* Exercise input
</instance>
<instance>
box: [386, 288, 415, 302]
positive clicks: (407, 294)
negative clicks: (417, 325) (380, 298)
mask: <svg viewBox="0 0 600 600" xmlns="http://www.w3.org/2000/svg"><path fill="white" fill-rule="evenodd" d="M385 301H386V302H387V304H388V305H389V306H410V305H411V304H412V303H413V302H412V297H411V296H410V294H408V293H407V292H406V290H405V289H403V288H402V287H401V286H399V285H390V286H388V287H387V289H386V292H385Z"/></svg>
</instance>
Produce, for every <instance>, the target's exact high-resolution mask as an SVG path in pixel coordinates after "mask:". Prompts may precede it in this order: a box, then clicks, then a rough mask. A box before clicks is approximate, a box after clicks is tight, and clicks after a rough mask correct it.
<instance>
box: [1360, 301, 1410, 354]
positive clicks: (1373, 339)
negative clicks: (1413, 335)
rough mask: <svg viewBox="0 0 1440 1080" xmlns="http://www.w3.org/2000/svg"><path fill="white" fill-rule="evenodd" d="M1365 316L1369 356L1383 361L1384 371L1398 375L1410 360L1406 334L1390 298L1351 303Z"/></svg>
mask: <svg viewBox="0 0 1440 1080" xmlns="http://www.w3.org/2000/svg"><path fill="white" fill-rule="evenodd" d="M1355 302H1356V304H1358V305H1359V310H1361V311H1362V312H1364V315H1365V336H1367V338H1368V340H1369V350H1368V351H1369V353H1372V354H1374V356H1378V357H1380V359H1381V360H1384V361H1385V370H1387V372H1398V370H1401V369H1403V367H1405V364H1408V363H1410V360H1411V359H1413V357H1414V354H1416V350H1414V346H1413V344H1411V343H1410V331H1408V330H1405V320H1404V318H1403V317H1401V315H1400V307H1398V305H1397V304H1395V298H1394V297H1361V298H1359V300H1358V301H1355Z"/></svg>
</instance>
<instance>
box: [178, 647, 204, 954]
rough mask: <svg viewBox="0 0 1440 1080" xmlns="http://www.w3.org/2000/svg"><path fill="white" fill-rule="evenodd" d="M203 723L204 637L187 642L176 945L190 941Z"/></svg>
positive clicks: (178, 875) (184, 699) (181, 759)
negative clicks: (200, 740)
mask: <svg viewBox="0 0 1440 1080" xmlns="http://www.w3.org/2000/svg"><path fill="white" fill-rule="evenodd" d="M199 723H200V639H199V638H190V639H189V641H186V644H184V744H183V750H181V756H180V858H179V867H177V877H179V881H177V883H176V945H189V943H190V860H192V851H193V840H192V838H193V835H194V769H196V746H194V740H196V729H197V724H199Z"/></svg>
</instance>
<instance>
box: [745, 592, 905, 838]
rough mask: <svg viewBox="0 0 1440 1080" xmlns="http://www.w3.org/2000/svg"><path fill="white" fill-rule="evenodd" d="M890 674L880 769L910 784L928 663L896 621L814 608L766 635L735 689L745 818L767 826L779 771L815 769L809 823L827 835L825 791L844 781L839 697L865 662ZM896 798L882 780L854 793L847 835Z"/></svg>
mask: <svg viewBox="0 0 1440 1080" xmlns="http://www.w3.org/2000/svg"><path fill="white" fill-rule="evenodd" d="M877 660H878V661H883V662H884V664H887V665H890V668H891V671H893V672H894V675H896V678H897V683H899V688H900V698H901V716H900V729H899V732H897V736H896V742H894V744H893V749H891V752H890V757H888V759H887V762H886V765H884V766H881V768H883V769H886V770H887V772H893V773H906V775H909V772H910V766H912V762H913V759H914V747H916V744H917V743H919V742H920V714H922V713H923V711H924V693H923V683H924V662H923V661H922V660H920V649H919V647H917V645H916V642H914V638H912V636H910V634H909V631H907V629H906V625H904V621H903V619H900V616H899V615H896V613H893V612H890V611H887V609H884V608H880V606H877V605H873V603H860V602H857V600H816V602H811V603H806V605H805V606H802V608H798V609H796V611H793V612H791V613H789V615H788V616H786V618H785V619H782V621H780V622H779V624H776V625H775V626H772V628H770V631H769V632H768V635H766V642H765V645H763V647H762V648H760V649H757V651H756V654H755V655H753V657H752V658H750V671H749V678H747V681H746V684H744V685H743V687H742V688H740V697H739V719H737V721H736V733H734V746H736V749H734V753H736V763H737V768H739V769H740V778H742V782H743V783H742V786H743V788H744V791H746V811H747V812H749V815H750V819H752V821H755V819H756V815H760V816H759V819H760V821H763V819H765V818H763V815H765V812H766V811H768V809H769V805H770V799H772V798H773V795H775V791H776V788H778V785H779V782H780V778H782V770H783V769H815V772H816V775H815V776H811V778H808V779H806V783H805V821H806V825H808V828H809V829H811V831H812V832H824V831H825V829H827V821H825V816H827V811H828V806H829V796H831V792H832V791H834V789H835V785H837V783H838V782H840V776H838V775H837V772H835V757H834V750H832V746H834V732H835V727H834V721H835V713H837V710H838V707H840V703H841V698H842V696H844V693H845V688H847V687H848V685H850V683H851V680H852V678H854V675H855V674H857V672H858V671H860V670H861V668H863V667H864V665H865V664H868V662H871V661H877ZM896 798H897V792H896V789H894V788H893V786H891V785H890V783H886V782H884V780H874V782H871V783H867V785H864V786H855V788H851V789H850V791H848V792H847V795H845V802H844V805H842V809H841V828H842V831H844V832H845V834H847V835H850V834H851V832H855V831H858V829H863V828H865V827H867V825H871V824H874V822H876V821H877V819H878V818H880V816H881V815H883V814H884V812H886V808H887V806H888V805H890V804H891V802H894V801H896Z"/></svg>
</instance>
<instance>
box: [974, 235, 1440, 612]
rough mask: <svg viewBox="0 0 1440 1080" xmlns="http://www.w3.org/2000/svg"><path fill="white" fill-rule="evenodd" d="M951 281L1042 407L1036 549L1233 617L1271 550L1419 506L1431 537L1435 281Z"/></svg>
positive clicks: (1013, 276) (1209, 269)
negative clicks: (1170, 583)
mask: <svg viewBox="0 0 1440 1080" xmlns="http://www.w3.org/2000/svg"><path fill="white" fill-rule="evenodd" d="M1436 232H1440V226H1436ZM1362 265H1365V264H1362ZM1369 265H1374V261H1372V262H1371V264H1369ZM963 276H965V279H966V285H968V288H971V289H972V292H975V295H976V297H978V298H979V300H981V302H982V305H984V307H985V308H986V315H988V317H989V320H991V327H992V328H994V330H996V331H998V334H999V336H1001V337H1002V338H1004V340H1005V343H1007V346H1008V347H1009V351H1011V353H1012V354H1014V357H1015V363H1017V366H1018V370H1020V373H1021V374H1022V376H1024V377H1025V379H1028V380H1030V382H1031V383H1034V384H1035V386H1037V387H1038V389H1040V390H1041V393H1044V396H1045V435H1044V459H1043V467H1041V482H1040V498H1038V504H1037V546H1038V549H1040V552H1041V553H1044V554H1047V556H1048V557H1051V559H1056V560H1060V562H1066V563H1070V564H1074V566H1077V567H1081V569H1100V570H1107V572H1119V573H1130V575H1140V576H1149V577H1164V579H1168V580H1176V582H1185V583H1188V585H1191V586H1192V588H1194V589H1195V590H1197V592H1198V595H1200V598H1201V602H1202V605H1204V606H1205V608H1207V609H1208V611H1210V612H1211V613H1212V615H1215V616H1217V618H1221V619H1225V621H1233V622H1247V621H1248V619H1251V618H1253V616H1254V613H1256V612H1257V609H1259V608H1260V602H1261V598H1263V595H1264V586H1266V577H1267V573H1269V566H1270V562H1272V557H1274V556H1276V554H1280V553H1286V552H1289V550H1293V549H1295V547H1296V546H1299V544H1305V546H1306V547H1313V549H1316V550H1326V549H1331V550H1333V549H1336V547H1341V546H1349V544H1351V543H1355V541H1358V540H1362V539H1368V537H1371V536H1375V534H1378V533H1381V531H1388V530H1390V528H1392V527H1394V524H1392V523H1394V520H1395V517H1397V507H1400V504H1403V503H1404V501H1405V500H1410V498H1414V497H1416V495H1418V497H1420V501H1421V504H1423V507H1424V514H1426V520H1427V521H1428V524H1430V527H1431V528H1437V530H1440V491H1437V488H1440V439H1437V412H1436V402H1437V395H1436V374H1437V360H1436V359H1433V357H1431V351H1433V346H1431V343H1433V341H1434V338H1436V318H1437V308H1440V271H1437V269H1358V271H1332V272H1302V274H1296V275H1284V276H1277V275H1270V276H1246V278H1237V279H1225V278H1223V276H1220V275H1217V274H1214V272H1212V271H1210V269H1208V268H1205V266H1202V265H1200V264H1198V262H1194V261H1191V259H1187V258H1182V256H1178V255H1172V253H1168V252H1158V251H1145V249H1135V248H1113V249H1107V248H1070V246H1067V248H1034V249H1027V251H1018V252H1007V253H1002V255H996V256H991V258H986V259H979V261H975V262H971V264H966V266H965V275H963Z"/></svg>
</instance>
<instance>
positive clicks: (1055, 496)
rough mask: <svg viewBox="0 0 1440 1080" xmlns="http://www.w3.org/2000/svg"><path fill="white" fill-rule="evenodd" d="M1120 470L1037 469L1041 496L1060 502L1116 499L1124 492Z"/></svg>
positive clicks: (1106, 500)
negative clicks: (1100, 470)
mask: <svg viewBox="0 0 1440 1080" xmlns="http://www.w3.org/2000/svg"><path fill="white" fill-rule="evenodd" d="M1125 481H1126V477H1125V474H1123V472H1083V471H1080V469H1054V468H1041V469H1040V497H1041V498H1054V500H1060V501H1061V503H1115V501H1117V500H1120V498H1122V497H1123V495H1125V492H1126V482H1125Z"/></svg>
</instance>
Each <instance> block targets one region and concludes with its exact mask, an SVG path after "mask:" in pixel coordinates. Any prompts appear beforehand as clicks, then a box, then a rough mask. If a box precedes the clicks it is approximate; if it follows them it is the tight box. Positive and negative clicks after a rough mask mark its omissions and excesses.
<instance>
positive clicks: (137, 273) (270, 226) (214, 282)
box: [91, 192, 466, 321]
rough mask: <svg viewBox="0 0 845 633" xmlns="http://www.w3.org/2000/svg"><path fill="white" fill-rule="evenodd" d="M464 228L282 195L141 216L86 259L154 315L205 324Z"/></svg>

* What you have to do
Only the lines from the beginning of the material above through the line with "negative clicks: (1413, 335)" are wanted; extract them exactly.

* Result below
</instance>
<instance>
box: [386, 288, 415, 302]
positive clicks: (407, 294)
negative clicks: (417, 325) (380, 298)
mask: <svg viewBox="0 0 600 600" xmlns="http://www.w3.org/2000/svg"><path fill="white" fill-rule="evenodd" d="M385 301H386V302H387V304H388V305H389V306H410V305H411V304H412V303H413V302H412V297H411V296H410V294H408V293H407V292H406V290H405V289H403V288H402V287H401V286H399V285H390V286H388V287H387V289H386V292H385Z"/></svg>
</instance>
Produce, for every <instance>, the target's exact high-resolution mask as an SVG path in pixel coordinates after "mask:". Prompts may precede it in this order: a box, then clicks, then a rough mask. A box before clicks is approximate, a box after clicks is tight, and clicks after a rough mask correct it.
<instance>
box: [1360, 301, 1410, 354]
positive clicks: (1373, 339)
negative clicks: (1413, 335)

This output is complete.